--- START Given data ---
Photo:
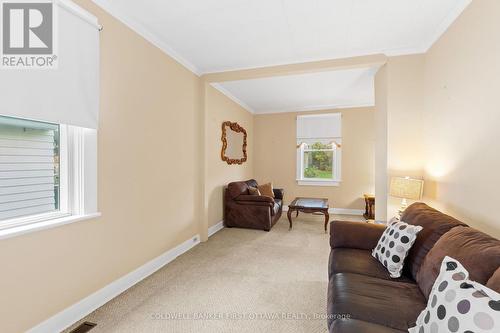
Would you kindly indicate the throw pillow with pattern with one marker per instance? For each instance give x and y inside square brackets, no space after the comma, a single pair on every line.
[394,245]
[457,304]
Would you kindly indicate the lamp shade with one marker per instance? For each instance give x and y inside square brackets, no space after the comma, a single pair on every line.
[406,188]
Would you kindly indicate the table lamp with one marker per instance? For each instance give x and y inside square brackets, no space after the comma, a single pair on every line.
[406,188]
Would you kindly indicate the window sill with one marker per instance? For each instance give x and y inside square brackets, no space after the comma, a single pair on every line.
[311,182]
[42,225]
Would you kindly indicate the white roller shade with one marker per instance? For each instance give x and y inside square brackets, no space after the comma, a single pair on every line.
[321,126]
[68,94]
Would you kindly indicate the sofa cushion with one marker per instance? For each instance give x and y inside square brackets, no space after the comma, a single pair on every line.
[478,252]
[394,245]
[236,189]
[359,326]
[266,189]
[458,303]
[252,182]
[343,260]
[434,224]
[276,207]
[253,190]
[388,303]
[494,281]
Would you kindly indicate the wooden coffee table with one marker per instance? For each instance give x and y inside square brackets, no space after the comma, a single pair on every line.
[308,205]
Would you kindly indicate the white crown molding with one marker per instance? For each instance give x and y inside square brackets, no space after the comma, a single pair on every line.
[215,228]
[445,24]
[77,311]
[147,35]
[235,99]
[318,108]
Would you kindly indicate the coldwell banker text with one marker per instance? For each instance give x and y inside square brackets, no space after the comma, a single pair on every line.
[28,35]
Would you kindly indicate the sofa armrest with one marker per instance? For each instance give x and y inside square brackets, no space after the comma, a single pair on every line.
[355,235]
[254,198]
[279,193]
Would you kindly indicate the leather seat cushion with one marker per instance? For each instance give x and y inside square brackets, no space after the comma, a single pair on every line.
[478,252]
[344,260]
[434,224]
[359,326]
[379,301]
[277,206]
[237,188]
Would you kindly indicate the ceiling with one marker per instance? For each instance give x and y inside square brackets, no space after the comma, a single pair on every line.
[305,92]
[220,35]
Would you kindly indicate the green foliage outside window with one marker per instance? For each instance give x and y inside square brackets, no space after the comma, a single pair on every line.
[318,161]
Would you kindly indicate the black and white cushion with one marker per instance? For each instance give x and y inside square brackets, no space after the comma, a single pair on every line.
[394,244]
[457,304]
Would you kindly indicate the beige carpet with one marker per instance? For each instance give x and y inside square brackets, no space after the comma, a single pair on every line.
[240,281]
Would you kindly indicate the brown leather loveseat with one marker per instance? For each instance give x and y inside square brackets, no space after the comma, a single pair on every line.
[251,211]
[362,298]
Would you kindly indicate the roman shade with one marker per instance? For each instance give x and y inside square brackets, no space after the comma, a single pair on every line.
[68,94]
[319,127]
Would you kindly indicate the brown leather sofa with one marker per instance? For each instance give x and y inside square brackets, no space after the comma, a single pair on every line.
[251,211]
[362,298]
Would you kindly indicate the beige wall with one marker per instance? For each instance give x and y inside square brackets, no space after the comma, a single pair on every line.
[462,116]
[405,103]
[148,185]
[275,157]
[218,109]
[380,124]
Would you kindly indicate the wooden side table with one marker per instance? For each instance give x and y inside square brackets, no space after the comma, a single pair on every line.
[309,205]
[369,207]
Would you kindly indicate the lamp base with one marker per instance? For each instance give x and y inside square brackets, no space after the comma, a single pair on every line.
[404,205]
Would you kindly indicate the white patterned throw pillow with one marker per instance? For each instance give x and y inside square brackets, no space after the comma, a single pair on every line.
[394,244]
[457,304]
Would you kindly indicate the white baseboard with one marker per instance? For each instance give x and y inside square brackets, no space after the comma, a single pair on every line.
[77,311]
[215,228]
[339,211]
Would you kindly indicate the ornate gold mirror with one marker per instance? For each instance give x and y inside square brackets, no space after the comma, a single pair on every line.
[234,143]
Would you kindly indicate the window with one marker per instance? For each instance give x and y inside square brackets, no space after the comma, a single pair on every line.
[319,149]
[30,168]
[48,131]
[45,170]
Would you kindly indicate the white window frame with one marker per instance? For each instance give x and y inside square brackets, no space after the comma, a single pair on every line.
[78,185]
[337,164]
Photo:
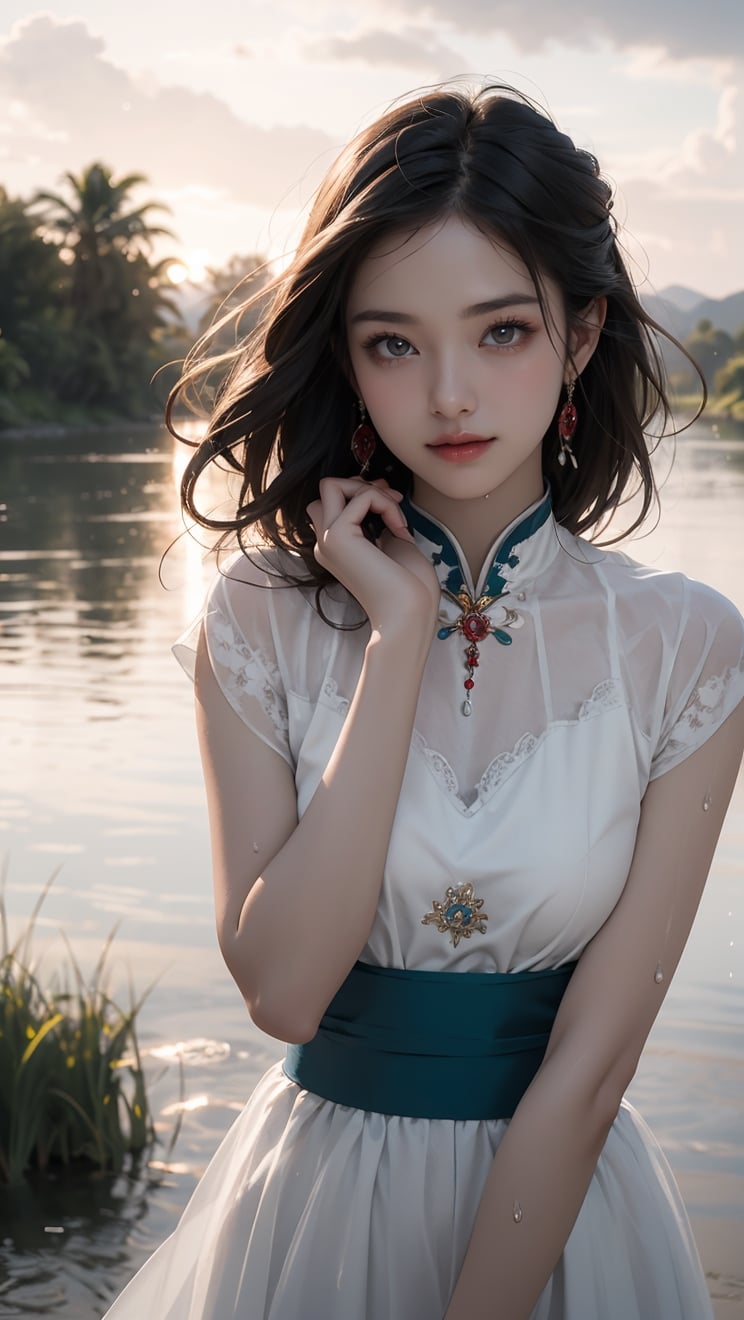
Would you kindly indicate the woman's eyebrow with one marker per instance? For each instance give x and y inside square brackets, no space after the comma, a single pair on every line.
[478,309]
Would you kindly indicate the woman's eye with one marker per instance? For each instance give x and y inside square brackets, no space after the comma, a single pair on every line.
[508,334]
[391,346]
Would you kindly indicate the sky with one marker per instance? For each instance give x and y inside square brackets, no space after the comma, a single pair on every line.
[235,110]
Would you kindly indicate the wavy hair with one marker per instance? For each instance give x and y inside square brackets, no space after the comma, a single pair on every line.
[285,409]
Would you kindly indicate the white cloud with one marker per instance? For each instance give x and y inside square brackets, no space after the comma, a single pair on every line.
[417,49]
[713,29]
[78,106]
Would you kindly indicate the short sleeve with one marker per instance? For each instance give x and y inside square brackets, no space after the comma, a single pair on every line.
[707,676]
[239,630]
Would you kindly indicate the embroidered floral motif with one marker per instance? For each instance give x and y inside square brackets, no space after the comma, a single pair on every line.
[459,914]
[705,709]
[248,672]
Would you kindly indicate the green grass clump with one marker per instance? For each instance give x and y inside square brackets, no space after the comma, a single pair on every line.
[71,1083]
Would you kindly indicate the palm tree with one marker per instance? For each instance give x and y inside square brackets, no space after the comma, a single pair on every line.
[96,222]
[118,293]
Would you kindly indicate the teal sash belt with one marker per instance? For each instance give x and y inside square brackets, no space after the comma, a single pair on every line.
[430,1044]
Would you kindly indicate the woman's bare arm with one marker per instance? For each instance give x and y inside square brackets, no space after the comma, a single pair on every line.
[296,899]
[549,1153]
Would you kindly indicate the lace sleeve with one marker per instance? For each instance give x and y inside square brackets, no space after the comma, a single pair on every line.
[707,677]
[238,628]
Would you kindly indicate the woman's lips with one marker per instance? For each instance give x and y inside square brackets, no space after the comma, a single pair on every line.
[457,449]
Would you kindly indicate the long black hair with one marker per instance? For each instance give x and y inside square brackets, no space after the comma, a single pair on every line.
[285,409]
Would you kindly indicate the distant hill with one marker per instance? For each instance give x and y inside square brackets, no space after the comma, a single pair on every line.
[680,309]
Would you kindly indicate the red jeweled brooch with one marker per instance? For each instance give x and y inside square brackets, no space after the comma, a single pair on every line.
[475,626]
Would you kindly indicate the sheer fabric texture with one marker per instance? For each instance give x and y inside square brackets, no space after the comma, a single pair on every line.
[615,673]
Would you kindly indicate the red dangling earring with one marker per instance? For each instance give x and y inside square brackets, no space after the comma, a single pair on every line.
[363,442]
[567,419]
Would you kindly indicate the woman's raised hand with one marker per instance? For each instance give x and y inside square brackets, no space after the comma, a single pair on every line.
[391,578]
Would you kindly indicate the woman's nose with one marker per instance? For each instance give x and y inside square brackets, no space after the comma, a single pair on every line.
[451,392]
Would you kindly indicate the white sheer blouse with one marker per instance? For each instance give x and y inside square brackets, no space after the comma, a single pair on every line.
[612,676]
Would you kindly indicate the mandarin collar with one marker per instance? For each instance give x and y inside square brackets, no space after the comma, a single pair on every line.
[524,549]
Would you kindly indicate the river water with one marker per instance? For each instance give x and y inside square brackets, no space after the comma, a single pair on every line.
[99,778]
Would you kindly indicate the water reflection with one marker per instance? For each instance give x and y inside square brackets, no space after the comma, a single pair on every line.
[100,772]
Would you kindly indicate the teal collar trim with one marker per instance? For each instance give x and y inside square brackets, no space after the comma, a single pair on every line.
[519,555]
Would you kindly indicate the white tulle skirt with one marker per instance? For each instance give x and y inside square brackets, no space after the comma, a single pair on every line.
[313,1211]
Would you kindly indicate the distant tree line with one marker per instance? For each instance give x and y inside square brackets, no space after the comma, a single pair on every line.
[87,314]
[720,358]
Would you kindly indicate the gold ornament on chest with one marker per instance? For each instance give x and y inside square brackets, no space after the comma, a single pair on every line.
[458,914]
[475,626]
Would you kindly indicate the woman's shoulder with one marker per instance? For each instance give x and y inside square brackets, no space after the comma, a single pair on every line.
[666,595]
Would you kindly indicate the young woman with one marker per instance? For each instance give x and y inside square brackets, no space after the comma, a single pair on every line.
[466,770]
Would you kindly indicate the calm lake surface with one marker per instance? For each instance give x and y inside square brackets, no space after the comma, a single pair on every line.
[99,776]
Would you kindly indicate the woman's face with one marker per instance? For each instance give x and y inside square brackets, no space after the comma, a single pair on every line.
[446,338]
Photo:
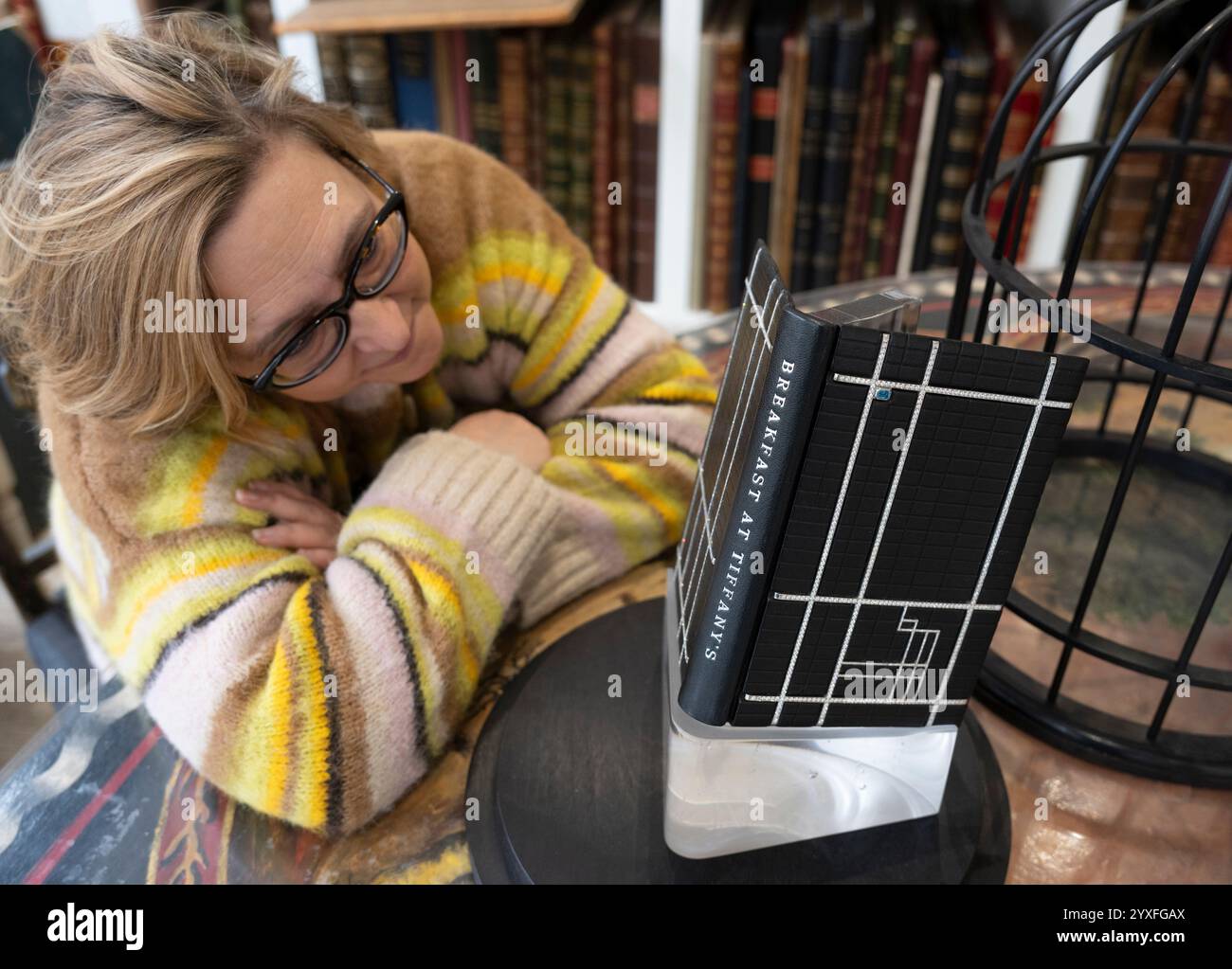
--- END Given data ---
■ Aim of the task: How many lines in the records above contain the string "hair"? Case counts. Reply with the number alone.

■ Solution to this task: 2